── SELECTED TEXT ──
Golden Guitar, Falling Trees, and a Navy Bodyguard

You can’t leave Tamworth without a visit to the Golden Guitar so before we made our departure we popped in to see the huge instrument and visit the underwhelming visitor centre. We also swung by the local camera shop as Matt has made a couple of comments about wanting some decent binoculars to look at wildlife because apparently holding up my 3kg camera and looking through the lens of a device you have no knowledge of how to use is “annoying”, go figure. I thought that a camera shop in the country where most of the customers would be farmers would probably have some good quality binoculars that weren’t too expensive, an assumption paid off and he walked out with a great set for just over $100. Cheers Tamworth!

We stopped for lunch and so that Matt could make a work call in a small town called Walcha. While he spoke with his colleagues I had a wander around the small Main Street popping into the CWA/Craft shop and having a chat with the ladies in there as well as taking in some of the frankly bizarre art that was scattered along the road. My favourite piece was the fountain in the park where a bronze and very serious looking naked man and woman stood under a tin roof which was being showered with water by a series of bowls attached to a spiralling piece of metal. The only sign that could indicate to the viewer what on earth they might be looking at simply read “slippery when wet”…something that I didn’t think needed to be said when referring to a fountain. Just up the road we rescued and rehomed yet another horny turtle (I’ve recently learnt most of the wanderers are males looking for new women to mate with) and then drove out to Apsley Falls where we set up camp and indulged in a free firewood fire.
───
── DATA TO EXAMINE ──
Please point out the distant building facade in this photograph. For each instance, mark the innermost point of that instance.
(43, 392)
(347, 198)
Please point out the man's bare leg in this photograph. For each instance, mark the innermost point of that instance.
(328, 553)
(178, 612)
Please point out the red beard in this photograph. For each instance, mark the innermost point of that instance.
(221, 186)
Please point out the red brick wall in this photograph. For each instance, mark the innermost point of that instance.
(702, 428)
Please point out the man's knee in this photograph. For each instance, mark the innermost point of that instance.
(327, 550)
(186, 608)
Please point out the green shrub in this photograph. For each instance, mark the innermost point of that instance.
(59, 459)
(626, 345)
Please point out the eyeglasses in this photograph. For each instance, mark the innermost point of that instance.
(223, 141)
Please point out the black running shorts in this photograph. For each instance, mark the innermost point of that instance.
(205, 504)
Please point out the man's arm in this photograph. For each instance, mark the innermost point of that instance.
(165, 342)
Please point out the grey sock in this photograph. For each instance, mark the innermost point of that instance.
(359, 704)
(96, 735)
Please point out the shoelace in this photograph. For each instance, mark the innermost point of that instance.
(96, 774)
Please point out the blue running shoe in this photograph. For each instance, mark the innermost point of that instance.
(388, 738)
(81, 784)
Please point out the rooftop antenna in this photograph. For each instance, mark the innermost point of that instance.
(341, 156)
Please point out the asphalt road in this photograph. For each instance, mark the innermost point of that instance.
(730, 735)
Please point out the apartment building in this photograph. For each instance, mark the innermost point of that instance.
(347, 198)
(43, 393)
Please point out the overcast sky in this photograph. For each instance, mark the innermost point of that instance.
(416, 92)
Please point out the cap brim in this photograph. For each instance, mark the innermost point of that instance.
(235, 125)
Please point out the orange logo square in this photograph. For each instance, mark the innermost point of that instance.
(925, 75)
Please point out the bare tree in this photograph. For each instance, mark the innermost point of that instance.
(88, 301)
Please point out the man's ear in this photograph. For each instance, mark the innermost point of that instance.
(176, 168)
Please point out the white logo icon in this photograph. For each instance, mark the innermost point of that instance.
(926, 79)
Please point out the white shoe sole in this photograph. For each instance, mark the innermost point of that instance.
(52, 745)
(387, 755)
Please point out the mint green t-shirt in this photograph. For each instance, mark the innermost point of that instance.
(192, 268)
───
### [THE PROBLEM]
Reproduce the travel post about Tamworth, Walcha, and Apsley Falls from above word for word, from its title through its final sentence.

### [OUTPUT OF THE TASK]
Golden Guitar, Falling Trees, and a Navy Bodyguard

You can’t leave Tamworth without a visit to the Golden Guitar so before we made our departure we popped in to see the huge instrument and visit the underwhelming visitor centre. We also swung by the local camera shop as Matt has made a couple of comments about wanting some decent binoculars to look at wildlife because apparently holding up my 3kg camera and looking through the lens of a device you have no knowledge of how to use is “annoying”, go figure. I thought that a camera shop in the country where most of the customers would be farmers would probably have some good quality binoculars that weren’t too expensive, an assumption paid off and he walked out with a great set for just over $100. Cheers Tamworth!

We stopped for lunch and so that Matt could make a work call in a small town called Walcha. While he spoke with his colleagues I had a wander around the small Main Street popping into the CWA/Craft shop and having a chat with the ladies in there as well as taking in some of the frankly bizarre art that was scattered along the road. My favourite piece was the fountain in the park where a bronze and very serious looking naked man and woman stood under a tin roof which was being showered with water by a series of bowls attached to a spiralling piece of metal. The only sign that could indicate to the viewer what on earth they might be looking at simply read “slippery when wet”…something that I didn’t think needed to be said when referring to a fountain. Just up the road we rescued and rehomed yet another horny turtle (I’ve recently learnt most of the wanderers are males looking for new women to mate with) and then drove out to Apsley Falls where we set up camp and indulged in a free firewood fire.